Energies are firmer with crude up 0.45. Livestock trade is mixed with cattle 
lower and hogs sharply higher. Precious metals are firmer with gold up $8.90. 

   CORN

   Corn trade is 5 cents lower at midday with very small early strength fading 
and chart selling emerging. Futures are just over a nickel away from the 
contract lows. The dollar has firmed which is negative for grains, after the 
Fed Chairman indicated that they felt the environment would warrant further 
interest rate hikes down the road. The crop tour will wrap up, with the final 
yield expected to be below the USDA numbers from earlier in the month, but not 
wildly so. Ethanol margins have improved with ethanol futures ticking higher 
with the cheaper corn. Corn basis will remain on the defensive as harvest 
approaches but the lower board today is slowing that. On the chart, resistance 
is in the area in between the 10-day and 20-day moving averages at $3.35 - 
3.37, then the $3.44 1/4 August high. The contract low of $3.22 1/2 is December 
support.

*Stored data:*
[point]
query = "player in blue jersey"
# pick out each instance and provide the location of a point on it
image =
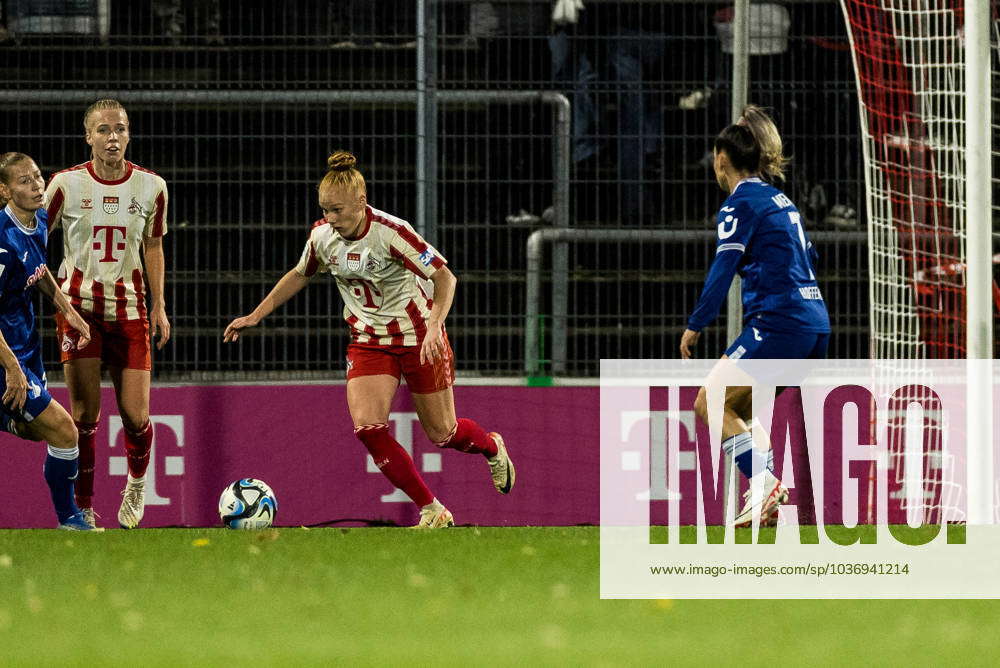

*Tasks for this exercise:*
A. From the first two lines of the market report, list each commodity named along with the direction or change stated for it.
B. Please explain, in one to three sentences, why the market report says ethanol margins have improved.
C. Continue the market report from its last sentence.
The data that comes after the market report is separate material.

*Answers:*
A.
- Crude: up 0.45
- Cattle: lower
- Hogs: sharply higher
- Gold: up $8.90

B. Ethanol margins have improved because ethanol futures are ticking higher while corn is cheaper.

C.
   SOYBEANS

   Soybean futures 11 to 13 cents lower at midday with early strength giving 
way at midday after the sharp break yesterday keeping chart pressure in 
control.  Meal is $3 lower and bean oil is 25 points lower. The crop tour will 
wrap up with final tour results expected after the close to reiterate the 
potential for an excellent crop. Good to excellent ratings should remain steady 
if not go up a percentage point next week with moisture working through many 
areas, and a lack of excessive heat. The daily wire has been quieter in recent 
days, raising concerns about slower demand. On the November soybean chart 
support is at the $9.70 low from this morning then the 200-day at $9.64. Chart 
resistance is at the 10-day at $10.04 then the 100-day at $10.29. 

   WHEAT

   Wheat trade has washed out to new lows with the firmer dollar and complete 
lack of friendly news. Futures are down as much as 15 cents. Spring wheat will 
continue to see harvest pressure with ample supply weighing on all classes. 
Canadian harvest will be hitting full stride soon, and Egypt is expected to 
tender for imports again soon with some changes in the government buying 
agency, with Russia winning the tenders today. On the KC December chart 
resistance is at the $4.38 20-day moving average with support the $4.21 
contract made this morning. Chicago has printed a new contract low for the 
third day in a row, which Kansas City  starting to reestablish its typical 
premium over the contract. 

   David Fiala is a DTN contributing analyst and the President of FuturesOne 
and a registered trading adviser.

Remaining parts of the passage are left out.